▸ **Material provided**:
──────────
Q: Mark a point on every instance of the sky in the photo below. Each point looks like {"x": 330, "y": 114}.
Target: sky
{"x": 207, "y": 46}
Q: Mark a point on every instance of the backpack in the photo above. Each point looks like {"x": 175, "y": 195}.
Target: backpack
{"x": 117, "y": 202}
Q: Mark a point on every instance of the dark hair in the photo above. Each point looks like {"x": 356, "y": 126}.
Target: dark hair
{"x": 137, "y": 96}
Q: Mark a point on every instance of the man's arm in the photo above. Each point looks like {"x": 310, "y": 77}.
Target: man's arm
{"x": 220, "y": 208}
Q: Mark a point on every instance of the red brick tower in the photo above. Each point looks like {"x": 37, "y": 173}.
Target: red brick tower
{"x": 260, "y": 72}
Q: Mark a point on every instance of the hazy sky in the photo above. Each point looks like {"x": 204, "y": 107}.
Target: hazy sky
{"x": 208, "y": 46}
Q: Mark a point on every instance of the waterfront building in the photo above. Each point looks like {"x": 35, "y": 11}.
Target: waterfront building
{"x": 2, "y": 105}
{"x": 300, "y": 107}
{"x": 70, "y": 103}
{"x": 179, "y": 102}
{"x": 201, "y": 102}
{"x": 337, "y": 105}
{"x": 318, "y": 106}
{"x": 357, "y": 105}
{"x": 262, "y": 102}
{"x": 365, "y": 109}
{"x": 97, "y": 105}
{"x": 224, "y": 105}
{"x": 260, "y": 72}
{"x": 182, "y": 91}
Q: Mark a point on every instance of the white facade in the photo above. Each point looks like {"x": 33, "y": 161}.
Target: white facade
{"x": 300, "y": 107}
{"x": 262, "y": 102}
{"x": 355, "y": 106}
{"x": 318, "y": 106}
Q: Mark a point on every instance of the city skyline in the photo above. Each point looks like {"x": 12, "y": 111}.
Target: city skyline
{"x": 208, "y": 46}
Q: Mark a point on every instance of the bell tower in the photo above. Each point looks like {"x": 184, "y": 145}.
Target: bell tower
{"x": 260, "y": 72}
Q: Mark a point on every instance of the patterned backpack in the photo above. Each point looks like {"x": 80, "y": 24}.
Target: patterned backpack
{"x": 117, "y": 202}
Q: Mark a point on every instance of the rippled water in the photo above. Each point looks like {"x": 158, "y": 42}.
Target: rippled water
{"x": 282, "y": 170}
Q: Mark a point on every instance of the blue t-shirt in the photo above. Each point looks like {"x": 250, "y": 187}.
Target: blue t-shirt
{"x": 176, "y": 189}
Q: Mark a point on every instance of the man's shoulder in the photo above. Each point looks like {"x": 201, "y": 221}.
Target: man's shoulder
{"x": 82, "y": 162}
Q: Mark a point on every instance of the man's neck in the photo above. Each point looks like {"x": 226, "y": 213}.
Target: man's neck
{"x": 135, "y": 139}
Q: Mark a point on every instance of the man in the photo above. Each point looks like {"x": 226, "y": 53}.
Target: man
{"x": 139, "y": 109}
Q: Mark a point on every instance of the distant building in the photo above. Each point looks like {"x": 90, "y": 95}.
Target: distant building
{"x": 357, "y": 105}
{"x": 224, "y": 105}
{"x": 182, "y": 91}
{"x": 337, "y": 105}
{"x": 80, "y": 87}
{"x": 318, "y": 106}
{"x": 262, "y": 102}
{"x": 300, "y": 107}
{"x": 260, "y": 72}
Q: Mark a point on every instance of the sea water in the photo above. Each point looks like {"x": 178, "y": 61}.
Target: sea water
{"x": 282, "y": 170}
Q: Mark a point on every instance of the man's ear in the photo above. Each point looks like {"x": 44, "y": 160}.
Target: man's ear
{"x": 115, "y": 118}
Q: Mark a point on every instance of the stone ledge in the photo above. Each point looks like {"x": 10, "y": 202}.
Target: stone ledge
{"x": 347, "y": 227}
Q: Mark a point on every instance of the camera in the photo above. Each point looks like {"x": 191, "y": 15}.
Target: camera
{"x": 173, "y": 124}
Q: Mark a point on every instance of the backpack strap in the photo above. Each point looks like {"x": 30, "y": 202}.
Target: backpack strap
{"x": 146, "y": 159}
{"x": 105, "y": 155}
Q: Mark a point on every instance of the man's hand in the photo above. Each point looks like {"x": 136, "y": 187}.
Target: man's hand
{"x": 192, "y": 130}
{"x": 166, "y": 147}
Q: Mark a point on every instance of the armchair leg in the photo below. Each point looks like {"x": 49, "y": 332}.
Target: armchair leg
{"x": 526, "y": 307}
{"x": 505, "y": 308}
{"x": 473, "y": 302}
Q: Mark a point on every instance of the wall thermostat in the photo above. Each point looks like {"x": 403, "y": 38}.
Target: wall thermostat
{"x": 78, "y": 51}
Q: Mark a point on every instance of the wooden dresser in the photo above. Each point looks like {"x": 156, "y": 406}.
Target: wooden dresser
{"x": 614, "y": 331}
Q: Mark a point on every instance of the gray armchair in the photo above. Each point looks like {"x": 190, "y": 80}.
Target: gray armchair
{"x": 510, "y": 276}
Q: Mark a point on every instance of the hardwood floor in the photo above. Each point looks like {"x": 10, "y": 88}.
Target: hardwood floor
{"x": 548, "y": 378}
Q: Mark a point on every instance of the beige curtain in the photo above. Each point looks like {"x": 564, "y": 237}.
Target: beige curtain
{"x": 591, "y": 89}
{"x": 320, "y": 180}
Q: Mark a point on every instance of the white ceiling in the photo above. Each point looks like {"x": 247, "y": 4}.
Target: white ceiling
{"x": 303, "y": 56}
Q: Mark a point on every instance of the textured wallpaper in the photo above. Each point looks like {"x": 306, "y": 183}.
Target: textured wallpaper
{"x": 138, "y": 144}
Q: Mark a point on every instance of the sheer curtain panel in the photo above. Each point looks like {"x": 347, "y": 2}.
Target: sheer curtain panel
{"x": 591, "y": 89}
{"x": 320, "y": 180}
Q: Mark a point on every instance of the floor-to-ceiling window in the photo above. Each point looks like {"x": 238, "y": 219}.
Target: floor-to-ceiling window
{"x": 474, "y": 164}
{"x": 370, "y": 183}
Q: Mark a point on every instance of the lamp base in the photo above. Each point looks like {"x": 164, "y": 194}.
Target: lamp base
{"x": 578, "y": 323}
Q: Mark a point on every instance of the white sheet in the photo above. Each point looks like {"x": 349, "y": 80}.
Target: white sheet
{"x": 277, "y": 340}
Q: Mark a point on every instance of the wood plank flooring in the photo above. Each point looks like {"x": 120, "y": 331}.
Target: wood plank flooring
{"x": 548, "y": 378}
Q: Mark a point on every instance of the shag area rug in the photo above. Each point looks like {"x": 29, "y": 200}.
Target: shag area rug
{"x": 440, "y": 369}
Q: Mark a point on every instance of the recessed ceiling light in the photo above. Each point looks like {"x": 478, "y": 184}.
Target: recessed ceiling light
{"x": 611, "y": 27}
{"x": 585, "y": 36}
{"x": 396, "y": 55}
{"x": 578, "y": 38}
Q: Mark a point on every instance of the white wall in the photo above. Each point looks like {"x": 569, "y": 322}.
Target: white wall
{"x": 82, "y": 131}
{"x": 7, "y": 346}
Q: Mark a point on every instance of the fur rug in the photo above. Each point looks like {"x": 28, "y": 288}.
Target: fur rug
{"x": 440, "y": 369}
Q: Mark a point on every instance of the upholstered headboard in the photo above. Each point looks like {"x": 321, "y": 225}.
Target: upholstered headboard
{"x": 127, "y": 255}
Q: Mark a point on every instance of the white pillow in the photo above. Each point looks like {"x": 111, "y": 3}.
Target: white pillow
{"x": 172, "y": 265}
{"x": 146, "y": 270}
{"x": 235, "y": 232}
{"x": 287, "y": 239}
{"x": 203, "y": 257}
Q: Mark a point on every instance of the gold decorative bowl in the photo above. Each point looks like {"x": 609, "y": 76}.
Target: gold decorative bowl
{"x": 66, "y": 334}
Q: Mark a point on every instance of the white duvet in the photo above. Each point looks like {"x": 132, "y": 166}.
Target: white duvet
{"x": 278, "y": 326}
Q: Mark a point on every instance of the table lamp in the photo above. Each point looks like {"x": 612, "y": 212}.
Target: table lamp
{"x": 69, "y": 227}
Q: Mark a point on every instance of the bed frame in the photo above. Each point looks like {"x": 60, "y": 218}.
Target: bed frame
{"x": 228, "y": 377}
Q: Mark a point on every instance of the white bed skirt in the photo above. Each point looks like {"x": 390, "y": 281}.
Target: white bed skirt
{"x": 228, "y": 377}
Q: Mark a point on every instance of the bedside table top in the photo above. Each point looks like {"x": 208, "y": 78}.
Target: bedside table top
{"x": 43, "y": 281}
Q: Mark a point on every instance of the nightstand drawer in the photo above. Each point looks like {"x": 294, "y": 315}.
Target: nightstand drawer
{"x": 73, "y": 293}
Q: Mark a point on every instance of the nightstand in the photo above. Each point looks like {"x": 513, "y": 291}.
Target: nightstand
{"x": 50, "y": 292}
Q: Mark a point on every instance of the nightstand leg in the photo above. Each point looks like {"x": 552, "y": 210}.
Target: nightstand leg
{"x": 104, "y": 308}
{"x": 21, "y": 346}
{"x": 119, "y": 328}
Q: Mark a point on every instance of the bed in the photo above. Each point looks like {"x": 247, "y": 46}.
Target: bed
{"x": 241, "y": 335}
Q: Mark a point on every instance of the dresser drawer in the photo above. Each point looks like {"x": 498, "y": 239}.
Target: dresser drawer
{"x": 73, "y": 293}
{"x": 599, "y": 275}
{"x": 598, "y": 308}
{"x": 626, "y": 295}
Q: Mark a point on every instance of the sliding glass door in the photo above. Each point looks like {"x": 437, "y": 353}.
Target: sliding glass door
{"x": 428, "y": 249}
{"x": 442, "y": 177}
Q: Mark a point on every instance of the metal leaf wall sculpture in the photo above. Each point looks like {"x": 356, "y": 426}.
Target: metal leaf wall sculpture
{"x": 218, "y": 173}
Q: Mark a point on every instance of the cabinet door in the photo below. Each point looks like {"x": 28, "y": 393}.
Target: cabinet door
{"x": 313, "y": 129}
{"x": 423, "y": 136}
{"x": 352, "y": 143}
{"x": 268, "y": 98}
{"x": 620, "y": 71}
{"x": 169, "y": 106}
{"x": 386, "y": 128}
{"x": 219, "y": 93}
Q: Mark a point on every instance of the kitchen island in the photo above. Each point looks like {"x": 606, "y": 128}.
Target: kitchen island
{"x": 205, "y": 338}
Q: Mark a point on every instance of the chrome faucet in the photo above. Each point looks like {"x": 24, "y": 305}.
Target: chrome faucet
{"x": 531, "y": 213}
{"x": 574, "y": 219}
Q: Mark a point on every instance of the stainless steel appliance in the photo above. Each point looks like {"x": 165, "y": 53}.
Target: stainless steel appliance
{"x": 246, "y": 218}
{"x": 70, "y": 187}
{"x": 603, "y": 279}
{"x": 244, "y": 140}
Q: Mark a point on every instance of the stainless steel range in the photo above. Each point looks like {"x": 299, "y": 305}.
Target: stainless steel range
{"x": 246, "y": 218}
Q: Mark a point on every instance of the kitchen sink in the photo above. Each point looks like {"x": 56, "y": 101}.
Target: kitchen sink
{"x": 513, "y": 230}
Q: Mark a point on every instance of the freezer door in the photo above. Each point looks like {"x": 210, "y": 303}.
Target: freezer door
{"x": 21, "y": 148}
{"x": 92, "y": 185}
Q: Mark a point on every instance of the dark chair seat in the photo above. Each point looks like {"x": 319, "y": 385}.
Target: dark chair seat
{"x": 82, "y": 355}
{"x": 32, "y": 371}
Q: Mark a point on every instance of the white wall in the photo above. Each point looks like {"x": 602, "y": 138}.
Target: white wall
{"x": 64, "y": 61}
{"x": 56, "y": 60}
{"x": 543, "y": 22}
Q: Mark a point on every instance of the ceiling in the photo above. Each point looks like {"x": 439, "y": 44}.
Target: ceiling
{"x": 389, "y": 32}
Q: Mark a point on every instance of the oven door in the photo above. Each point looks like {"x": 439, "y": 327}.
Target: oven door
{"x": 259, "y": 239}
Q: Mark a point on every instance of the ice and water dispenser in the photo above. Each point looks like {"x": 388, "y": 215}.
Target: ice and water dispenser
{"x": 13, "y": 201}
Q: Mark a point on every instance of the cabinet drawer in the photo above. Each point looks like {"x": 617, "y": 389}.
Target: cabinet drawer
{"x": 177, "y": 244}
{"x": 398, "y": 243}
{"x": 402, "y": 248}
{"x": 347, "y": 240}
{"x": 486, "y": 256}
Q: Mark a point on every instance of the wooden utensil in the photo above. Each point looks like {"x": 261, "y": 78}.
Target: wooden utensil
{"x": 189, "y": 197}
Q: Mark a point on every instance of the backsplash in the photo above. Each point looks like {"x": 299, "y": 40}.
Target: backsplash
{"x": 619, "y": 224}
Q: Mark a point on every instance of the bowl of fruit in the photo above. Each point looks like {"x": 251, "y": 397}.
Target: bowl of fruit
──────────
▸ **Given task**: Your task is to reproduce, exactly and exclusively, the lines from the one holding "Q: Mark a point on every instance of the dark chair" through the final line of the listing.

▸ **In response**:
Q: Mark a point on every instance of the dark chair seat in the photo above. Each point looks like {"x": 319, "y": 385}.
Target: dark chair seat
{"x": 82, "y": 355}
{"x": 32, "y": 371}
Q: Mark a point on every instance of the white wall in the photo above. Each point looks like {"x": 602, "y": 138}.
Target: white wall
{"x": 64, "y": 61}
{"x": 56, "y": 60}
{"x": 543, "y": 22}
Q: Mark a point on every instance of the ceiling in the photo above. Each point looks like {"x": 439, "y": 44}.
Target: ceiling
{"x": 389, "y": 32}
Q: Mark a point on every instance of the oven door in the photo above. Each point looks like {"x": 439, "y": 327}.
Target: oven door
{"x": 259, "y": 239}
Q: Mark a point on every instance of the ice and water dispenser in the photo above. Each point looks like {"x": 388, "y": 215}.
Target: ice and water dispenser
{"x": 13, "y": 201}
Q: Mark a point on every instance of the cabinet drawer in the photo above. Each point looks like {"x": 617, "y": 389}.
Target: cabinet drawer
{"x": 177, "y": 244}
{"x": 398, "y": 243}
{"x": 402, "y": 248}
{"x": 347, "y": 240}
{"x": 486, "y": 256}
Q: Mark a point on every instance of the wooden utensil in the photo above. Each point looks like {"x": 261, "y": 78}.
Target: wooden utensil
{"x": 189, "y": 197}
Q: Mark a point on every instance of the backsplash in the photo above. Each point looks like {"x": 299, "y": 40}.
Target: backsplash
{"x": 619, "y": 224}
Q: Mark a point on every instance of the bowl of fruit in the photo above. Each point looks like {"x": 251, "y": 397}.
Target: bowl of fruit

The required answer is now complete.